• _STATED PROBLEM_: Rewrite all the records below with "unit" replaced by "section" and nothing else changed.

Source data
**********

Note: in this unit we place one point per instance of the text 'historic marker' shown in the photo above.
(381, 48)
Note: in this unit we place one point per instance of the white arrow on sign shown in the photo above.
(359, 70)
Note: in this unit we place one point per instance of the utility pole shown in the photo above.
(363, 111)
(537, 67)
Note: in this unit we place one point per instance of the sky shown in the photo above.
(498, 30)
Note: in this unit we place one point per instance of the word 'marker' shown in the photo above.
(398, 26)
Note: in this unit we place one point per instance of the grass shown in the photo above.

**********

• _ANSWER TO THIS PROBLEM_:
Note: in this section we place one point per instance of the text 'historic marker' shown in the photo above.
(381, 48)
Note: in this section we place one point per instance of the white arrow on sign shown in the photo above.
(359, 70)
Note: in this section we place one point per instance of the utility pole shown in the photo above.
(363, 111)
(537, 67)
Note: in this section we place one point per instance of the sky shown in the photo above.
(498, 30)
Note: in this section we place one point per instance of the word 'marker' shown in the photo above.
(398, 26)
Note: in this section we place one point per instance of the grass shown in the photo above.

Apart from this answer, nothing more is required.